TASK: Convert the lines starting at the one containing "Outline every instance of the plowed" and ending at the one containing "1209 223 L 1270", both included, into a Markdown table with the columns Number and Line text, leaving out any blank lines.

LISTED ENTRIES:
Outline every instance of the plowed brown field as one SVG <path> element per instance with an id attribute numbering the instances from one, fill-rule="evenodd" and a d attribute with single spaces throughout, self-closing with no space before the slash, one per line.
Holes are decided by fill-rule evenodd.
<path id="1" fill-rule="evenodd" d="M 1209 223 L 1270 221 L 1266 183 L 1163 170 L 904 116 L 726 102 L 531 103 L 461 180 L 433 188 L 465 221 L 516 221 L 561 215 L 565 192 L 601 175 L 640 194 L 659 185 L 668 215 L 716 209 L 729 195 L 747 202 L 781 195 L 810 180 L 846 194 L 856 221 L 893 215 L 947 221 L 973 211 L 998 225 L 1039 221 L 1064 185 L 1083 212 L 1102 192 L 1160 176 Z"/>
--
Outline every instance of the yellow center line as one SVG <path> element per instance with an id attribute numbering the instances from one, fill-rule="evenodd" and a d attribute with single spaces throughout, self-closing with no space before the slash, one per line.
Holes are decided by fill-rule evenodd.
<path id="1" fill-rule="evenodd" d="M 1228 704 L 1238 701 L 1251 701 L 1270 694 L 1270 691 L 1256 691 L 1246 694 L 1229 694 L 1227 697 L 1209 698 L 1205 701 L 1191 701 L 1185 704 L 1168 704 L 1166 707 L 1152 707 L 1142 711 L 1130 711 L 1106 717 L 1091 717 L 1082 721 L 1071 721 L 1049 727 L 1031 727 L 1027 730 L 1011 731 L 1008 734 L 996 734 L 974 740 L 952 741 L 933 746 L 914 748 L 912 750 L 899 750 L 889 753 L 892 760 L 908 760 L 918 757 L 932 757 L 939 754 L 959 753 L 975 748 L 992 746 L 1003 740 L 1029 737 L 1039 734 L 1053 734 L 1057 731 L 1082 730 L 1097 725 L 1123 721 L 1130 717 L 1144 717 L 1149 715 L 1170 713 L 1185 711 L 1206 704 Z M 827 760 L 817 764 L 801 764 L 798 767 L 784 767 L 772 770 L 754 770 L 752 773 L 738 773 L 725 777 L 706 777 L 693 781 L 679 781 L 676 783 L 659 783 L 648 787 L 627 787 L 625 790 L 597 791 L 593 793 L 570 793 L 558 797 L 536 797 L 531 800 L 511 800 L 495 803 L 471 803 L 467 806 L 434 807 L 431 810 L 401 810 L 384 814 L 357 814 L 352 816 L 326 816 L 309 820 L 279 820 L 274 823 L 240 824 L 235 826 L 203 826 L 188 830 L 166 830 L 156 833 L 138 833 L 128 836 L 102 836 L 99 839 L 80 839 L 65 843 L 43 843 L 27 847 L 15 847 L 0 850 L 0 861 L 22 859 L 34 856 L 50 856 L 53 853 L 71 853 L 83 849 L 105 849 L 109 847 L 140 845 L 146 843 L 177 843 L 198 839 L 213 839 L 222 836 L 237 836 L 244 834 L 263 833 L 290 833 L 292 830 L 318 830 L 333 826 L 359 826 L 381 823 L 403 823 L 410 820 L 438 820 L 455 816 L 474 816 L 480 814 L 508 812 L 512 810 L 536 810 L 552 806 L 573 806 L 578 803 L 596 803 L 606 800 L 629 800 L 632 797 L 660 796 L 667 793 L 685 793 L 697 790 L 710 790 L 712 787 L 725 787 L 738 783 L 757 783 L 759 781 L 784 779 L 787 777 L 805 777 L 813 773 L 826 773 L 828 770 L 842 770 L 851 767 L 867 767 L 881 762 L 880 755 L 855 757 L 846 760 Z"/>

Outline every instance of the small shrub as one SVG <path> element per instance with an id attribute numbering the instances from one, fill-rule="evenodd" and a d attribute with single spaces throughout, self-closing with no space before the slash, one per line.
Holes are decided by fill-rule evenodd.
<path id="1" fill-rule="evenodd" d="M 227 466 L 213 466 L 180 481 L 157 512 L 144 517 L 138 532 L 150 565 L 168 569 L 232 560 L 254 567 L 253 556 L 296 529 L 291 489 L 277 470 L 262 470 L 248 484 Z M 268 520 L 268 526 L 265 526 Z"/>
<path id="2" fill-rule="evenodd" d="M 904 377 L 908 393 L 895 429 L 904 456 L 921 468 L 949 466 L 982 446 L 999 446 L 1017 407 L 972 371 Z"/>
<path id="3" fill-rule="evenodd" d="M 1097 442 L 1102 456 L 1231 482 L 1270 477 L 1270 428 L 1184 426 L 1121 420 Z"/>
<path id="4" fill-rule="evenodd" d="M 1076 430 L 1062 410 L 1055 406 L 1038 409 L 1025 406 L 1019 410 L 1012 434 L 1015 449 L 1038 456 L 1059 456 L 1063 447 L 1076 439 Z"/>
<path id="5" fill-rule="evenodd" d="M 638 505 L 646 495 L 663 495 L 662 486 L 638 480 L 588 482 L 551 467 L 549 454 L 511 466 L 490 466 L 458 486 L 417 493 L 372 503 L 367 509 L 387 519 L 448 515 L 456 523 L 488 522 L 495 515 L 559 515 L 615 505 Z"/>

EXERCISE RESPONSE:
| Number | Line text |
|---|---|
| 1 | Outline every instance of the plowed brown field as one SVG <path> element per instance with an id attribute numbering the instances from one, fill-rule="evenodd" and a d attribute with single spaces throughout, self-closing with no space before the slash, one per line. |
| 2 | Holes are decided by fill-rule evenodd. |
| 3 | <path id="1" fill-rule="evenodd" d="M 1209 223 L 1270 221 L 1266 183 L 1163 170 L 904 116 L 726 102 L 531 103 L 461 180 L 433 188 L 465 221 L 516 221 L 561 215 L 565 192 L 601 175 L 640 194 L 659 185 L 668 215 L 716 209 L 729 195 L 747 202 L 781 195 L 810 180 L 846 194 L 856 221 L 893 215 L 947 221 L 973 211 L 998 225 L 1039 221 L 1064 185 L 1083 212 L 1102 192 L 1160 176 Z"/> |